━━ RECORDS FOR THE TASK
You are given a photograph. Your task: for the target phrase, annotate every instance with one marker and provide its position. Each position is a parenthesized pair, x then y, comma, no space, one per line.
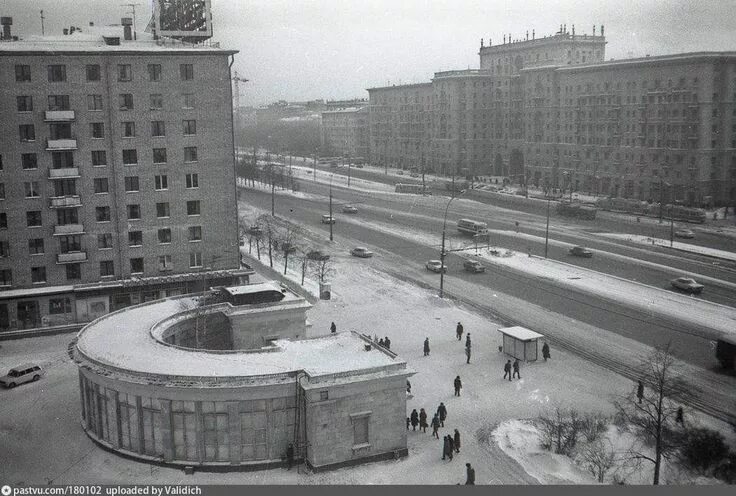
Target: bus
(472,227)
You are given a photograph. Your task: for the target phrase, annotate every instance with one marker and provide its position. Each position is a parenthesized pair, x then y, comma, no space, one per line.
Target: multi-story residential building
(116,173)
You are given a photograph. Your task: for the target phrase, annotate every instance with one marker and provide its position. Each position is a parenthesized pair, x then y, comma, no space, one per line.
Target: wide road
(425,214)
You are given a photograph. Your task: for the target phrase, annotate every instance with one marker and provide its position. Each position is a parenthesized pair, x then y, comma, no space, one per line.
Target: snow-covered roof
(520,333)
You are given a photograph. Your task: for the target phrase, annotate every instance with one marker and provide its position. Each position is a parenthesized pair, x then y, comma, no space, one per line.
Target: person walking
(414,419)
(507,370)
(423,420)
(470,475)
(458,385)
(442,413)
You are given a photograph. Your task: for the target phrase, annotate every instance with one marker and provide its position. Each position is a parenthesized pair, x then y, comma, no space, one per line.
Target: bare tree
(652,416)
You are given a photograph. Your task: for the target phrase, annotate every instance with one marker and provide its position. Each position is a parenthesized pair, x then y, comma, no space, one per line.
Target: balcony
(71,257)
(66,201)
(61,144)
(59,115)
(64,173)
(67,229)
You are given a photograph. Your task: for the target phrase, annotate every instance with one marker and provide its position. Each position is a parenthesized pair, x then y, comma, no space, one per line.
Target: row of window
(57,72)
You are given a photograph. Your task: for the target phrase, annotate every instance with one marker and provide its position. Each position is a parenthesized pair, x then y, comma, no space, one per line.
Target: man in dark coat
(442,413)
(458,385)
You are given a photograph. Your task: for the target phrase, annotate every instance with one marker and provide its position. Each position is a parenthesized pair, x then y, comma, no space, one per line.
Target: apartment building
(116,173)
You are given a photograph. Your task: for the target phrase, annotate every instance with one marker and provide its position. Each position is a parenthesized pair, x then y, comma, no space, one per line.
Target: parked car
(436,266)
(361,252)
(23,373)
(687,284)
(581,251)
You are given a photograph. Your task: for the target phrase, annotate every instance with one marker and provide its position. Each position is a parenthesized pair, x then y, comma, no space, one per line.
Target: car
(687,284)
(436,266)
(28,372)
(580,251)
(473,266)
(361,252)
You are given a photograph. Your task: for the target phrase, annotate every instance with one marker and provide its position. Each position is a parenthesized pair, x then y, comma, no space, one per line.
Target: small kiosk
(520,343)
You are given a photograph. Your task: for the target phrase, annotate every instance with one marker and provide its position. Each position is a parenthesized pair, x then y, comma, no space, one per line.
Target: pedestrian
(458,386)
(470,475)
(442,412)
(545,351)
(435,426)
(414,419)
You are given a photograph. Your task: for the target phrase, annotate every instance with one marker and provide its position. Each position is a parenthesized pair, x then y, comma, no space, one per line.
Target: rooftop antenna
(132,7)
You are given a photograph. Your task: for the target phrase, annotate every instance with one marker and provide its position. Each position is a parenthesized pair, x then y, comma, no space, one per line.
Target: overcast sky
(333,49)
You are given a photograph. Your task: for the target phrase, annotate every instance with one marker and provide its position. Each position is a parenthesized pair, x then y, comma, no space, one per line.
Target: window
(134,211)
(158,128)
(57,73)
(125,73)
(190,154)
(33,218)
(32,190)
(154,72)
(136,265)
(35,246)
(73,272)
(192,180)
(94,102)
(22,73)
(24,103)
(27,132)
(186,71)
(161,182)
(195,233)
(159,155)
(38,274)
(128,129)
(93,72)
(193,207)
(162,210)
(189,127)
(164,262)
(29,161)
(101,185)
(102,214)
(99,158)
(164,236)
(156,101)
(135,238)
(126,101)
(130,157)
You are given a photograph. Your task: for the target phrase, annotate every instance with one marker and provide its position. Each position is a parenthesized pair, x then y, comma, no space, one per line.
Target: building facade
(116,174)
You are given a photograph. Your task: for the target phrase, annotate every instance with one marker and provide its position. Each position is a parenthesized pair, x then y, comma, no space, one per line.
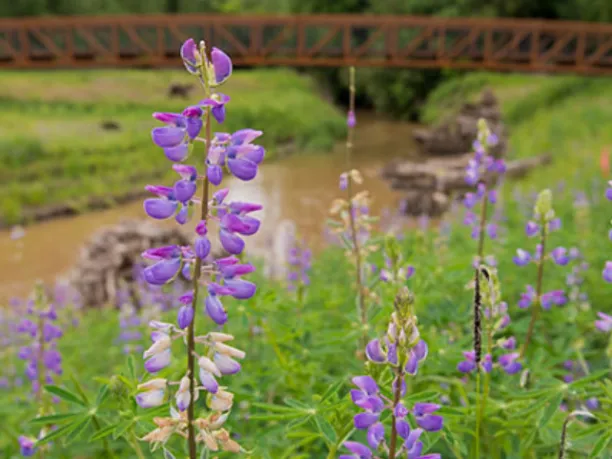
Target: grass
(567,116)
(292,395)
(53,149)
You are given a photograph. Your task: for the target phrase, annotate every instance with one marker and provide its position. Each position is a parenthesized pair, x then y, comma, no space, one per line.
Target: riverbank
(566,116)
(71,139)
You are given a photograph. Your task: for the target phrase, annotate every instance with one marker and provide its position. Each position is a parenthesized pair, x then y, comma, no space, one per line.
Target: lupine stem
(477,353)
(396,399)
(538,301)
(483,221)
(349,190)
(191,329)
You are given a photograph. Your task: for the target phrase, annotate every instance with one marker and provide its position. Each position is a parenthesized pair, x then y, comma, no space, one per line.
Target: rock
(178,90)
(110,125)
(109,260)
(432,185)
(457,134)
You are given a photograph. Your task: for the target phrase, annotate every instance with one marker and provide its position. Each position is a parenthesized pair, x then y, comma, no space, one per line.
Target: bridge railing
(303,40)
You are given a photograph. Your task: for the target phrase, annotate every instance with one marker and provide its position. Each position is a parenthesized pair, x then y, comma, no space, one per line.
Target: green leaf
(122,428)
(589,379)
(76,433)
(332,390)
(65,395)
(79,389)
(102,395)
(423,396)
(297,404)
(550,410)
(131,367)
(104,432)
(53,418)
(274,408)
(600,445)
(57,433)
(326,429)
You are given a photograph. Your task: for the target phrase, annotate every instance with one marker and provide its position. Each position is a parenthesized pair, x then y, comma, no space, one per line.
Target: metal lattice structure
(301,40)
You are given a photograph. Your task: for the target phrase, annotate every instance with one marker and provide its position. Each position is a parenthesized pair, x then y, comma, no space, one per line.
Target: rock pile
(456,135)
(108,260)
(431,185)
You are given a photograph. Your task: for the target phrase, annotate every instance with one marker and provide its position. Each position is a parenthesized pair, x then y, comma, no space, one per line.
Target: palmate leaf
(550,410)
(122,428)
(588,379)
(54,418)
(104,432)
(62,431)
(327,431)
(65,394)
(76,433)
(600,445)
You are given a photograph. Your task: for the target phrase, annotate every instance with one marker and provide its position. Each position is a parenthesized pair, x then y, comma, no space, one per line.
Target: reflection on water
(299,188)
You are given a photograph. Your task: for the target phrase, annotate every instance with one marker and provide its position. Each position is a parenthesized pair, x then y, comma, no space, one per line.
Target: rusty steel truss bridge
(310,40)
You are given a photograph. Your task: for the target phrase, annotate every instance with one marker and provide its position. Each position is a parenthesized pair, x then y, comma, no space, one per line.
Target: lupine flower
━━━━
PROBLEM DESCRIPTION => Set the records down again exactly as given, and leave the pictures out.

SOLVED PROBLEM =>
You are given a photograph. Your task: for the target phrase, annotate every instance with one marker and provide its position. Each position is a parenthesized pair, x then y, comma, no space, one per line.
Target: bus
(472,227)
You are given a photograph. Your task: for the target phrase, annotate every instance with one marker and provide its position. Each position is a parenthesized pair, x then y, comma, no space, one per line.
Target: multi-story residential building
(116,173)
You are given a photograph. Your task: for the target phrase, annotate every instance with one marker and provide its position. Each position is a parenthesized pair, x then y, comma, no space, one per line.
Target: wide road
(425,214)
You are given a photograph. Your task: for the target phrase, annotate every instance with one marker and provide its position. Each position is a parenthesized pair, x then y, comma, no space, one per line.
Target: snow-covered roof
(520,333)
You are given a photograph. Your task: for the target phrase, annotate every instance with one marker and provide its position. Each position is a parenthesized pair, x then y, comma, no space, one per line.
Target: person walking
(414,419)
(507,370)
(423,420)
(470,475)
(458,385)
(442,413)
You are given a photograph. Your task: for the target phrase, annotate every instance with one marker and provide its position. Each position is a parenthesized pair, x then y, comma, no space, one per line.
Target: bare tree
(652,416)
You are given a photograph. Your task: for the target phrase, annotate every instance with one marker and provide its position. Each position is a parenthesized pair, x then y, comma, no space, one per line.
Target: balcony
(71,257)
(66,201)
(61,144)
(59,115)
(64,173)
(67,229)
You are given a photograph. Your task: for the target phrase, annotate every instance with one marker and provide its position. Each position is a parenthesized pair, x then y, comma, no space, one per line.
Target: row of window
(57,72)
You are given a photograph. Your task: for the target phrase, annotate every instance with one marker and provide its position. Each position is a parenthesized pair, x then y, comma, no space, one per line.
Target: man in dark coat
(442,413)
(458,385)
You are given a photograph. Your task: for the target phrase, annotate every instance with one marker and provide its position. Each position is a parenthesized pair, x then y, comma, no space, one per line.
Target: apartment building
(116,173)
You are given a photograph. Your task: for the target phrase, annotate every instance with one marker and provide its position. Each position is a parenthesized pair, x then y, comma, no space, one per line.
Target: parked car
(436,266)
(361,252)
(23,373)
(687,284)
(581,251)
You are given a photograph. Your task: for the target phrase, annotate every instance with one marker and provide its position. Each position is a parenthesized pair, x then y, comma, no space, one per line.
Target: car
(687,284)
(436,266)
(28,372)
(580,251)
(473,266)
(361,252)
You are given a photograph. Your task: for the target phrase, annotate every instance with one marker and provide its position. Each position is a parenthesized pair, x then y, comma, no space, one per line.
Target: small kiosk
(520,343)
You are given a photograph. Your task: for the target phrase, annotate every instance with one marker and provide its position. Each position is a parenthesized pair, x then y, comma, no space, one per line.
Target: pedestrian
(458,386)
(470,475)
(442,412)
(545,351)
(435,426)
(414,419)
You are given a photograph. Your task: for the target phrase, annotate every instance with one marker and provide its position. Each position is a parenthesized pair, x then y, comma, no space, one per line.
Target: rooftop antenna
(132,7)
You are given a photograph. Your task: for the target phrase, annotate every instance with one marker and provide its position. Each position is a parenthesized pair, x then y, comma, no space, one per line.
Target: overcast sky
(333,49)
You are given a photograph. Your task: for the target phrase, annotate every instance with one marker and provide its position. Each position is a parenthesized pair, x then y, comma, no space, one per line.
Target: window
(134,211)
(158,128)
(57,73)
(125,73)
(190,154)
(33,218)
(32,190)
(154,72)
(136,265)
(35,246)
(73,272)
(192,180)
(94,102)
(22,73)
(24,103)
(27,132)
(186,71)
(161,182)
(195,233)
(159,155)
(38,274)
(128,129)
(93,72)
(193,207)
(162,210)
(189,127)
(164,262)
(29,161)
(101,185)
(102,214)
(99,158)
(164,236)
(156,101)
(135,238)
(126,101)
(130,157)
You are given a photograph. Your task: for the target phrase, annotate every instance with one marker and provide its position. Each position is a parenthesized pair, x then y, comma, no space, one per line.
Target: building facade
(116,174)
You are given a photograph. Your task: for the target phrase, annotate every instance with one marker and provide its position. Each position is a parenthesized pair, x then y, comma, no space, one per line.
Target: grass
(567,116)
(292,395)
(53,149)
You are given a photograph. Your task: for the target phrase, annotate every instance with one marker and provide its position. Each position is a parenthesized pair, x then y, comma, no space, one per line.
Target: riverbank
(566,116)
(71,139)
You are given a photograph. Your task: for the target phrase, annotate every instance with one marker and provide its position. Each position is a parenthesized pair, x then y, comma, no space, one per line.
Target: lupine stem
(477,353)
(396,399)
(538,301)
(483,221)
(349,190)
(191,329)
You are given a photograph. Your task: for the target phrase, annotate every instance with one marker and provide its position. Each position is a parenthesized pair, x then y, comma, no space, one per line.
Target: rock
(178,90)
(110,125)
(109,260)
(432,185)
(457,134)
You are given a photograph. Your task: for the target phrase, annotate every instance with one marker and provide its position. Each position is a parenthesized pair, x then y, comma, no space, one per line.
Target: bridge railing
(303,40)
You are given a photograph. Your task: for the target phrase, annotate every instance with one marker and provide its position. Each position is a parenthesized pair, x then y, comma, no space, one per line.
Target: green leaf
(122,428)
(589,379)
(76,433)
(332,390)
(65,395)
(79,389)
(102,395)
(423,396)
(297,404)
(550,410)
(131,367)
(104,432)
(53,418)
(274,408)
(600,445)
(57,433)
(326,429)
You are given a photograph. Your task: for the target phrase, annotate every instance with one marker and provide its position. Each position is a parenthesized pair, x then y, comma, no space, one per line.
Target: metal lattice structure
(301,40)
You are given a photograph. Your task: for the target phrase, annotate every instance with one marker and provide its position. Each position is a parenthesized pair, x then y, comma, no space, one per line.
Target: rock pile
(456,135)
(108,260)
(431,185)
You are given a photograph. Your task: for the target phrase, annotate every instance with one marker and provide its position. Each position is a parenthesized pair, x then y, comma, no space, one per line.
Target: palmate leaf
(550,410)
(122,428)
(588,379)
(54,418)
(104,432)
(62,431)
(327,431)
(65,394)
(76,433)
(600,445)
You are given a photograph. Your task: for the target phrase, annotate every instance with one marker and provide its position. Each position is a parenthesized pair, x then y, comma, no space, one per line.
Target: reflection on water
(299,188)
You are given a photograph. Your task: for the target phrase, annotate every instance with one marker and provide its position. Each position is a parenthesized pair, x then y, comma, no space, one per line.
Target: rusty steel truss bridge
(310,40)
You are given a photograph. Your task: for the target phrase, annotate every instance with one marker and provide its position. Each position is a parenthesized pair, x then y, comma, no space, one per line.
Target: lupine flower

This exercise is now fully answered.